→ Material provided
■ ■ ■ ■ ■

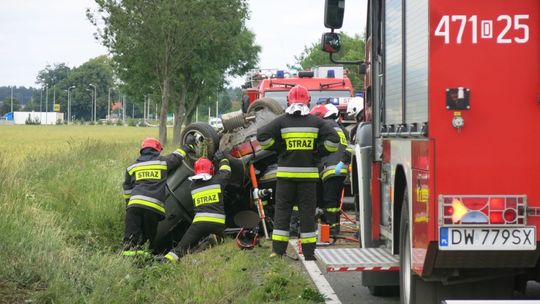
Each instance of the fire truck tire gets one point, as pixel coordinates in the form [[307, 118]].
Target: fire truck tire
[[207, 141], [265, 103]]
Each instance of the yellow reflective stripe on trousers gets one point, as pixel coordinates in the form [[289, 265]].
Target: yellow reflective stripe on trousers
[[330, 146], [209, 217], [333, 210], [267, 143], [135, 252], [147, 167], [299, 135], [280, 235], [331, 171], [298, 172], [147, 204], [308, 237]]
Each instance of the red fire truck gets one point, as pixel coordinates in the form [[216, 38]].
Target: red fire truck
[[323, 83], [447, 161]]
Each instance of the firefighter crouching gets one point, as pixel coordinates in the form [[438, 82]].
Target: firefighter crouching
[[145, 193], [296, 136], [207, 193], [333, 170]]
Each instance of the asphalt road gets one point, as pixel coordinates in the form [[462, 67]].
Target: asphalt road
[[349, 289]]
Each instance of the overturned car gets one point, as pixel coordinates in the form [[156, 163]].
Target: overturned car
[[237, 140]]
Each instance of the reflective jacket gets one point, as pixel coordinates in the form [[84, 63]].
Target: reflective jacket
[[327, 166], [207, 195], [145, 180], [297, 139]]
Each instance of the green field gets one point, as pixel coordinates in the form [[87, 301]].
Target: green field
[[61, 220]]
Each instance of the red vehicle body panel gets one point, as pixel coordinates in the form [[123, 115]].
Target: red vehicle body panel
[[497, 151]]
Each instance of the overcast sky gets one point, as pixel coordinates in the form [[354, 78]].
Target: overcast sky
[[34, 33]]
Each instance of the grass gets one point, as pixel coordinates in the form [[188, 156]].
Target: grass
[[62, 220]]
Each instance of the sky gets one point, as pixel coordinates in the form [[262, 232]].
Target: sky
[[35, 33]]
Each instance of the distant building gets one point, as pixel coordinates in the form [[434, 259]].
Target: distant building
[[20, 118]]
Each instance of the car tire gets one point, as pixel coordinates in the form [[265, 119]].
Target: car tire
[[207, 141], [265, 103]]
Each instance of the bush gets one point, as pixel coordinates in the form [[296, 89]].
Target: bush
[[132, 122], [30, 121]]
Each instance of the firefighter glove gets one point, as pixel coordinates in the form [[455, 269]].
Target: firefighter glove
[[218, 156], [339, 166]]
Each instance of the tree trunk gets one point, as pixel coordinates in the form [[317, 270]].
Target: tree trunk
[[165, 95], [179, 117], [192, 106]]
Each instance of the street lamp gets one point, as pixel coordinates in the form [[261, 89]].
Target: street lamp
[[95, 101], [109, 108], [92, 105], [69, 104], [46, 103]]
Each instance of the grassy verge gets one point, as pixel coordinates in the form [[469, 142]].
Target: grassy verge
[[62, 218]]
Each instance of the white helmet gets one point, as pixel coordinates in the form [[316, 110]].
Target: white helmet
[[331, 110], [354, 106]]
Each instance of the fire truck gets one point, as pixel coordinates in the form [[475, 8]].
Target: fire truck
[[324, 84], [447, 162]]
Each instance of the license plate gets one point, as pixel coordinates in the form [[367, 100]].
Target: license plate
[[487, 238]]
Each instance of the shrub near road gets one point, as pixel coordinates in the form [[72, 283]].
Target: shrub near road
[[62, 218]]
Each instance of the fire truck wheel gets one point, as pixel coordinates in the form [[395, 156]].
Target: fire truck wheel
[[207, 141], [265, 103]]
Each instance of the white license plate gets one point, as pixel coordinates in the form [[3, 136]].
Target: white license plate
[[487, 238]]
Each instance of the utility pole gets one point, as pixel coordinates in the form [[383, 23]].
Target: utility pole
[[109, 108], [46, 104], [40, 102], [144, 110], [12, 101]]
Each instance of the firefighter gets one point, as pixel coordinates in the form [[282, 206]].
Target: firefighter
[[333, 170], [297, 137], [207, 192], [145, 193]]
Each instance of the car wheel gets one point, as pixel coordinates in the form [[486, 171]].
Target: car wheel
[[265, 103], [206, 141]]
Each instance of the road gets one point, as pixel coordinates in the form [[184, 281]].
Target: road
[[349, 289]]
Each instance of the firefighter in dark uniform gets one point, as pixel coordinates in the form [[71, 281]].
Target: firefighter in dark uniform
[[333, 170], [207, 193], [297, 136], [145, 193]]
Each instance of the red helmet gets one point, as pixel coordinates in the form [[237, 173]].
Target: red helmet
[[319, 111], [298, 94], [247, 238], [152, 143], [204, 165]]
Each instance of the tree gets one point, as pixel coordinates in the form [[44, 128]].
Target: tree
[[171, 48], [352, 48]]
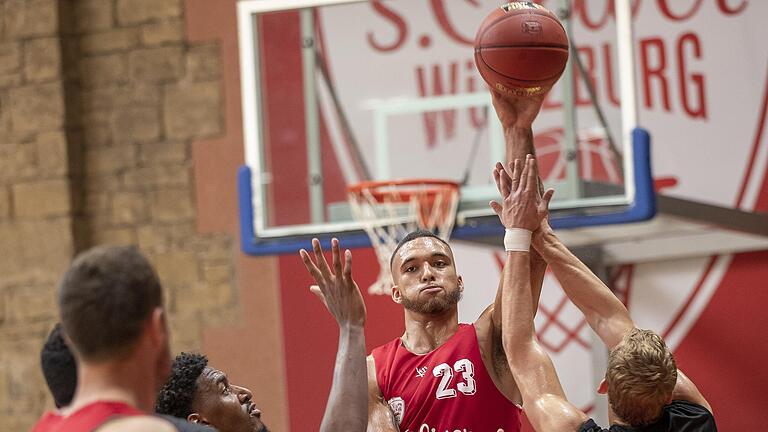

■ ■ ■ ■ ■

→ Problem statement
Copy the records above exactly. Do not carry any picture into the copy.

→ Completed task
Each instance of the fire truck tire gets one point, as pixel coordinates in the form [[307, 118]].
Target: fire truck tire
[[207, 141], [265, 103]]
Each instance of the yellow reflective stripe on trousers gets one point, as pixel coordinates in the form [[289, 265]].
Target: yellow reflective stripe on trousers
[[330, 146], [209, 217], [333, 210], [267, 143], [135, 252], [147, 167], [299, 135], [280, 235], [331, 171], [298, 172], [147, 204], [308, 237]]
Each instance of the red fire truck gets one point, as pixel coordinates in the form [[216, 38]].
Target: red fire truck
[[323, 83], [447, 161]]
Each instance of the firefighter crouching gets one point, as pixel coordinates in the form [[438, 82]].
Target: firefighter crouching
[[145, 193], [296, 136], [207, 193], [333, 170]]
Each instance of the asphalt road gets one point, as pixel coordinates in the form [[462, 67]].
Target: asphalt road
[[349, 289]]
Each instance of the overturned car gets one point, as pixel coordinates in the form [[156, 163]].
Target: overturned car
[[237, 140]]
Each instance of the reflective jacket gets one point, as pixel coordinates in the form [[84, 63]].
Target: reflective jacket
[[327, 166], [207, 195], [145, 180], [297, 139]]
Each instance of the green field gets one point, as pixel coordinates in the form [[87, 301]].
Target: green field
[[61, 220]]
Each instance of the red vehicle body panel gets one point, as pixel coordinates in the form [[123, 115]].
Target: red vehicle body panel
[[497, 151]]
Each instance of the overcast sky gets one point, as pixel coordinates in the form [[354, 78]].
Target: overcast sky
[[34, 33]]
Each instance of the grass gets one point, as pixel coordinates in the form [[188, 156]].
Target: grass
[[62, 220]]
Each instance of the sky gets one point, as pixel coordinates in the form [[262, 232]].
Target: sky
[[35, 33]]
Each instance of the distant building gets one point, as pixel coordinates in the form [[434, 259]].
Target: distant building
[[20, 118]]
Each instance of the car tire gets one point, as pixel coordinates in the form [[265, 119]].
Target: car tire
[[207, 141], [265, 103]]
Each instance of the bush gets one point, as pixel coordinates in the form [[296, 89]].
Target: bush
[[132, 122], [30, 121]]
Each instance of the firefighter glove gets one point, as pixel coordinates in the form [[455, 269]].
Target: firefighter glove
[[218, 156], [339, 166]]
Each instance of the tree trunk gets one point, as pixel coordinates in the form [[317, 270]].
Target: tree trunk
[[165, 95], [179, 117], [192, 106]]
Each instance of the street lamp gets one point, as pixel coordinates in the form [[261, 89]].
Target: street lamp
[[95, 101], [109, 108], [92, 105], [69, 104], [46, 103]]
Each instance of the grassy verge gets one point, as pixel coordinates in the form [[469, 142]].
Target: grassy verge
[[62, 218]]
Each instance of the white helmet gets one point, as pixel coordinates in the form [[316, 110]].
Target: white helmet
[[331, 110], [354, 106]]
Each instance of the fire truck gets one point, as pixel coordinates in the form [[475, 8]].
Target: fire truck
[[324, 84], [447, 162]]
Each instance of the license plate gets one point, as pixel coordinates in the form [[367, 100]].
Target: license plate
[[487, 238]]
Each instance of the shrub near road gets one point, as pixel coordinates in the form [[72, 283]].
Target: shrub near road
[[62, 218]]
Each instance of the fire truck wheel gets one point, as pixel coordinates in the form [[395, 156]].
Target: fire truck wheel
[[207, 141], [265, 103]]
Each instance of the white license plate gets one point, as pixel coordinates in the form [[3, 136]].
Target: white license plate
[[487, 238]]
Each instance of the utility pole gets one point, as pixel coordinates in the form [[383, 23]].
Target: utility pole
[[109, 108], [46, 104], [40, 102], [144, 110], [12, 101]]
Each instance of the firefighter gets one point, as pixel coordinates in the form [[282, 206]].
Target: firefighter
[[333, 170], [297, 137], [207, 192], [145, 193]]
Each instance of the car wheel gets one point, as pixel coordinates in the form [[486, 171]].
Target: car wheel
[[265, 103], [206, 141]]
Each instance of the road gets one point, as pixel coordinates in the form [[184, 281]].
Target: road
[[349, 289]]
Each instance of the firefighter in dark uniform gets one point, as pixel coordinates in the form [[71, 281]].
Target: firefighter in dark uniform
[[333, 170], [207, 193], [297, 136], [145, 193]]
Each instance of the red helmet gets one point, as pixel coordinates in the form [[237, 173]].
Target: red helmet
[[319, 111], [298, 94], [247, 238], [152, 143], [204, 165]]
Each instance of the tree gets one point, as pixel coordinates in the form [[44, 128]].
Target: tree
[[171, 48], [352, 48]]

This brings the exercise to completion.